* **RUMUSAN SOAL 1**
Dalam kutipan sumber, bulan dan tahun apa yang kehadirannya diibaratkan kilatan petir di tengah gemerlap malam?

* **KUTIPAN SUMBER**
########################################
Rabu, 26 Agustus 2015

Mei_Va



Sesuatu yang benar-benar aneh,
Begitu banyak ativitas di luar, begitu banyak tawaran canda tawa di luar, begitu banyak hiburan yang tersedia, begitu banyak.
Ku merasakan malam yang begitu romantis dengan keindahan sang cahaya yang terlihat dari pancaran kelipan lampu di tengah gelapnya langit tanpa bintang.
Euforia keindahan yang ditawarkan alam begitu memikat.
Namun, mengapa masih saja airsuci ini kian mengalir, masih saja hati ini merasa ada yang hilang, merasa sepi tanpa apapun. Akankah ku kurang bersyukur atas begitu banyak nikmat-Nya hari ini.
Ketika dalam kesendirian ku coba untuk bertanya pada kedalaman hati ini apa yang sebenarnya ku inginkan? Teman sudah banyak, bukan. Keluarga lengkap, prestasi, aktivitas dan dunia maya. Tapi, tetap saja ada yang kurang dalam kehidupan ini. Mei 2014, kehadiran bulan itu bagaikan kilatan petir di tengah gemerlap malam dengan sejuta keindahan bintangnya. Bulan yang menjadikan kebahagiaan bagi sebagian orang semakin sempurna. Sayangnya tidak dengan jiwa ini.
########################################
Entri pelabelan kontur
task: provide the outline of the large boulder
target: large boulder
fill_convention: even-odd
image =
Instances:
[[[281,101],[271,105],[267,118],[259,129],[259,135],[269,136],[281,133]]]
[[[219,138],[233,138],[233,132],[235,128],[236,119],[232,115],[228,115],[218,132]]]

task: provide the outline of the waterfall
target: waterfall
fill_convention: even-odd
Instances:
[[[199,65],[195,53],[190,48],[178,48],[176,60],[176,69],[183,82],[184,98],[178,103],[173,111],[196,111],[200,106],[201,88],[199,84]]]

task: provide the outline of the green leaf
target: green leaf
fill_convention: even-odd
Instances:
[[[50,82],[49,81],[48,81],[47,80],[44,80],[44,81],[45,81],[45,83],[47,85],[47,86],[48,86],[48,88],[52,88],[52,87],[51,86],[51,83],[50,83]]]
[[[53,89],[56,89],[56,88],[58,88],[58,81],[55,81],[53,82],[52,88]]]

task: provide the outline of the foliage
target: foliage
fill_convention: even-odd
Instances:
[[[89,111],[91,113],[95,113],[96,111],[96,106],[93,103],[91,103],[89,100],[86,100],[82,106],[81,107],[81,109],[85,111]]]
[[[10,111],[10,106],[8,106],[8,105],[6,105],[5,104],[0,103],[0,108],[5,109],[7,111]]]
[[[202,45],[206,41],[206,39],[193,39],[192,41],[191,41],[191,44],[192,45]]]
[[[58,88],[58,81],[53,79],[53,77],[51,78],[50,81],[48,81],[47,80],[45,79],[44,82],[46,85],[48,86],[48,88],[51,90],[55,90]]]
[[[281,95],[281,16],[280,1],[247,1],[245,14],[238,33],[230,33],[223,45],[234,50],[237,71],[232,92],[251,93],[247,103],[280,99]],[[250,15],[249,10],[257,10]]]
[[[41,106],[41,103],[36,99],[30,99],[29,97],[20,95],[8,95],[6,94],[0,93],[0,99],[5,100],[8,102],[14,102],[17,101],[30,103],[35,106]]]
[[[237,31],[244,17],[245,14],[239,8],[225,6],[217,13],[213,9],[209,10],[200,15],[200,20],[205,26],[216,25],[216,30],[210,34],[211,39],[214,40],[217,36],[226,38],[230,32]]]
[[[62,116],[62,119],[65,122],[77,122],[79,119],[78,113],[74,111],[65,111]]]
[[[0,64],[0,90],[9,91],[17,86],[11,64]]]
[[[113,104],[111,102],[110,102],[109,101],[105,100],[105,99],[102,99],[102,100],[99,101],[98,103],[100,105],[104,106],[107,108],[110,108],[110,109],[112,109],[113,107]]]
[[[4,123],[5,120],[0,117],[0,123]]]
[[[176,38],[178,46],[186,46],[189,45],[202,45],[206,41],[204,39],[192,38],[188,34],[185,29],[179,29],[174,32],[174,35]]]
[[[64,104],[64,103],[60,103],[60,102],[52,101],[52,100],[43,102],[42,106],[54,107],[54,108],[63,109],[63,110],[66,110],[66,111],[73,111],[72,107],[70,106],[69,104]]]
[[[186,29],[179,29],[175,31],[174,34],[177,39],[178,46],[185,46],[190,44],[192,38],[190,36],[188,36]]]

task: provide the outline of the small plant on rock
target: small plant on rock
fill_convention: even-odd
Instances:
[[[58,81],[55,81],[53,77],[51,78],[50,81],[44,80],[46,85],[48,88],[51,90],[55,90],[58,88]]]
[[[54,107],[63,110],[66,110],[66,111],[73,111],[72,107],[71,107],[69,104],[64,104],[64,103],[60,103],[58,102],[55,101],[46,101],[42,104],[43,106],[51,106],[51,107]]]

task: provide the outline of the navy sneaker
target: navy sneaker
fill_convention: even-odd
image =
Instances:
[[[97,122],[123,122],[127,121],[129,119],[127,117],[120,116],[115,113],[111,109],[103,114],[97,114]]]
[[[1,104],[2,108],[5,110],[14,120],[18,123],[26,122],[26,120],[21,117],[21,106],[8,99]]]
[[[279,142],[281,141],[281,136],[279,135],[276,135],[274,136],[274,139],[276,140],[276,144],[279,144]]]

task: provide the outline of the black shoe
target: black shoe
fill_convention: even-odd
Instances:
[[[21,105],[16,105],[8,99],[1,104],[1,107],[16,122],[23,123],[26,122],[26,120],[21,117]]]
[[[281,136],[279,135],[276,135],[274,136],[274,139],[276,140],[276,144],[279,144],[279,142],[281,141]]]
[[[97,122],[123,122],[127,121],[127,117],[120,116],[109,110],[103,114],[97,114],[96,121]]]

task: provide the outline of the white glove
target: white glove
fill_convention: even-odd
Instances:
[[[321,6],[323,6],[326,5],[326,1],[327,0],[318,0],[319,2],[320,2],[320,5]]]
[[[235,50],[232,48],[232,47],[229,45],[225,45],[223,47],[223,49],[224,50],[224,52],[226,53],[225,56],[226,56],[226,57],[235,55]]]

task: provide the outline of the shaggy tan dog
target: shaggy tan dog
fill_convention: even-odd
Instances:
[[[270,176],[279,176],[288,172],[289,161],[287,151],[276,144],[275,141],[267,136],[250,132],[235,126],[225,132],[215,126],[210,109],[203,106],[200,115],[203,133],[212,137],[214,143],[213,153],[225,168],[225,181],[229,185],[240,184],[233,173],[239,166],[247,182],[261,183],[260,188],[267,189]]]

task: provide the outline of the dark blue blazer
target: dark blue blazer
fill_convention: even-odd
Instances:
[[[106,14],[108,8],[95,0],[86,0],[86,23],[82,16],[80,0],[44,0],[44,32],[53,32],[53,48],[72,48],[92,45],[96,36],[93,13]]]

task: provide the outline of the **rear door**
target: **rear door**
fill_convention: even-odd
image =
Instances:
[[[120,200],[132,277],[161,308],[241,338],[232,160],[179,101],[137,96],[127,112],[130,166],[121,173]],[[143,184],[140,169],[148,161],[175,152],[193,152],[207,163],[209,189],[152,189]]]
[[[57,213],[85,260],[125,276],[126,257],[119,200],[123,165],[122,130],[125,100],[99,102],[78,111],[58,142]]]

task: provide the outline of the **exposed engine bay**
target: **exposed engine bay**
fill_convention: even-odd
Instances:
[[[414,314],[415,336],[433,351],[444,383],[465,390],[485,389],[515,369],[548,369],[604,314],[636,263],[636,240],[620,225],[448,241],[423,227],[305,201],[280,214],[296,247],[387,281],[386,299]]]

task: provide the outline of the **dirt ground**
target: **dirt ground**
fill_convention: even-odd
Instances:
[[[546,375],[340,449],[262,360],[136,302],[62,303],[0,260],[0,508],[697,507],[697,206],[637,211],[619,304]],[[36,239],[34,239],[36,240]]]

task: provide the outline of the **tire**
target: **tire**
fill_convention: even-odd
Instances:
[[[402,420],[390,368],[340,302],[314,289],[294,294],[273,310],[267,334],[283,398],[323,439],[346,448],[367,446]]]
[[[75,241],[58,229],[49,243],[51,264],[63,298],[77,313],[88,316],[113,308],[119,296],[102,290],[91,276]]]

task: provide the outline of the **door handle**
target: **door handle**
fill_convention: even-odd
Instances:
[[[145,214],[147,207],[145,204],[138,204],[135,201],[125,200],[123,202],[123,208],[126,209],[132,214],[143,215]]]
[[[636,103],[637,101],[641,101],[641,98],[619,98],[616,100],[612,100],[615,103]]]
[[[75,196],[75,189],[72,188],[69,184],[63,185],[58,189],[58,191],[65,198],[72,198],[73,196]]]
########################################
* **RUMUSAN SOAL 2**
Ekstrak setiap baris data yang memuat string "shaggy". Pencocokan bersifat peka huruf besar-kecil.

* **HASIL LATIHAN 1**
Mei 2014.

* **HASIL LATIHAN 2**
task: provide the outline of the shaggy tan dog
target: shaggy tan dog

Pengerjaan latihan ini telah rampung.